Document »
______
Symmetrical dining

The Terrace

2673 El Paseo Ln.
Sacramento, CA 95821

(916) 486-1904

Truth be told, I don’t find myself at Town & Country Village shopping center very often. It kind of reminds me of my grandmother, who lived and shopped (those, for her, were pretty much one concept) about a block from an extremely similar shopping center. Town & Country seems to have a lot of little fancyish stores that sell doodads and high-end thingamabobs, and some restaurants and now, apparently, a made-over section of even fancier doodad purveyors called The Collection, which sounds foolishly snooty for something that is, after all, at the corner of Fulton and Marconi avenues—not, say, on Fifth Avenue or something.

Anyway, should you be a person who shops and ends up peckish at the breakfast or lunch hour, The Collection now has collected unto itself a new restaurant, called, with a certain symmetry, The Terrace. It has an outdoor area for dining—overlooking, unfortunately, a large parking lot, and I believe the side of William Glen’s building—which seems like it might be a little warm in summer (all that pavement reflecting), but it does seem to have both misters and heat lamps to regulate things. Inside, things are quiet and spacious, with white tablecloths (topped by glass) and a subdued taupe color scheme, with ladylike, brocaded brown-on-brown banquettes. The cutest decorative touch is tiny vases with perky fresh herb sprigs rather than flowers.

The restaurant has been made over by Michael and Margo Powers, who also do catering, and it’s a breakfast- and lunch-only affair, open from 8:00 a.m. to 3:00 p.m.—probably a smart choice, given the location. Executive chef Bradley Koudela has put together an appealing menu of salads, chi-chi sandwiches, pastas and some mains, like jambalaya, pan-roasted pesto salmon or portobello mushrooms stuffed with goat cheese; breakfast offers basics—Denver omelet, blueberry pancakes, biscuits and gravy—plus some slightly fancier options, like crimini mushroom and spinach frittata, a wrap with sausage, eggs and cilantro.
______
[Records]
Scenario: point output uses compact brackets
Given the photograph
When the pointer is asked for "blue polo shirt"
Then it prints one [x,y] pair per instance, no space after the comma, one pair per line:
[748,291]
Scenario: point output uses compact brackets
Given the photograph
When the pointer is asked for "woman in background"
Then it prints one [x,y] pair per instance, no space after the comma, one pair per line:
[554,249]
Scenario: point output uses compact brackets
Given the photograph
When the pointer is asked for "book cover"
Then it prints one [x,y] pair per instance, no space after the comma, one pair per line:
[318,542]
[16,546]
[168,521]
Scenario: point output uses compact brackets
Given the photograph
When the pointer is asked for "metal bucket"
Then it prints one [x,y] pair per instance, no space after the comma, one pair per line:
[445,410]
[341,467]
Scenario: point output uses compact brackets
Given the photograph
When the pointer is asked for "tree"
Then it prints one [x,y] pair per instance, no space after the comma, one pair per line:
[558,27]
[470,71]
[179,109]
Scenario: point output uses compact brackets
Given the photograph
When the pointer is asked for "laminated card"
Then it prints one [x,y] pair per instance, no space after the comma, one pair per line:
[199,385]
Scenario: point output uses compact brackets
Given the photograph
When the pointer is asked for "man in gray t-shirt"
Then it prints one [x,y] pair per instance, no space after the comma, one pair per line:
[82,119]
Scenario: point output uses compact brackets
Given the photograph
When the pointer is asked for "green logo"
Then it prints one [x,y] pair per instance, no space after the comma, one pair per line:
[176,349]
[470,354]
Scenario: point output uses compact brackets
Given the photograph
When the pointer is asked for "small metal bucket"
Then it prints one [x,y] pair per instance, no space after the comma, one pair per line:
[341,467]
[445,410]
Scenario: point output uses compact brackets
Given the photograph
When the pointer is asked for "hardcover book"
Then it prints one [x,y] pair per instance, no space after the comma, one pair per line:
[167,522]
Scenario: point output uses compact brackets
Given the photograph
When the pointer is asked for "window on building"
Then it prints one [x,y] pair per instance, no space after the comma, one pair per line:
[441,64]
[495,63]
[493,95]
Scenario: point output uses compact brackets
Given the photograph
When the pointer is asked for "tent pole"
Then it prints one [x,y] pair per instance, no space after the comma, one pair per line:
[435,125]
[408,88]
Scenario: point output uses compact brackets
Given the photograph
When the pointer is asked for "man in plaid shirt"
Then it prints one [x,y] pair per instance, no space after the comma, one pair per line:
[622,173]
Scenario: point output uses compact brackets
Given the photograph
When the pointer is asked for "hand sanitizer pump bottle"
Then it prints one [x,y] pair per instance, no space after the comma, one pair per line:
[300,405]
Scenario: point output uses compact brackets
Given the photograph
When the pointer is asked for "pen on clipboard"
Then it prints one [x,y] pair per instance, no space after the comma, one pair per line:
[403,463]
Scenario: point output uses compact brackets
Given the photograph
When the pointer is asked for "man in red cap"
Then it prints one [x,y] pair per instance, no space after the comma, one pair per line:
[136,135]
______
Parts of the exercise »
[1] Could you reproduce the passage of the restaurant review word for word, starting at the words "2673 El Paseo" and stopping after "Avenue or something."?
[2] Which lines of the records contain the string "shirt"? Copy out each of them.

The responses »
[1]
2673 El Paseo Ln.
Sacramento, CA 95821

(916) 486-1904

Truth be told, I don’t find myself at Town & Country Village shopping center very often. It kind of reminds me of my grandmother, who lived and shopped (those, for her, were pretty much one concept) about a block from an extremely similar shopping center. Town & Country seems to have a lot of little fancyish stores that sell doodads and high-end thingamabobs, and some restaurants and now, apparently, a made-over section of even fancier doodad purveyors called The Collection, which sounds foolishly snooty for something that is, after all, at the corner of Fulton and Marconi avenues—not, say, on Fifth Avenue or something.

[2]
When the pointer is asked for "blue polo shirt"
When the pointer is asked for "man in gray t-shirt"
When the pointer is asked for "man in plaid shirt"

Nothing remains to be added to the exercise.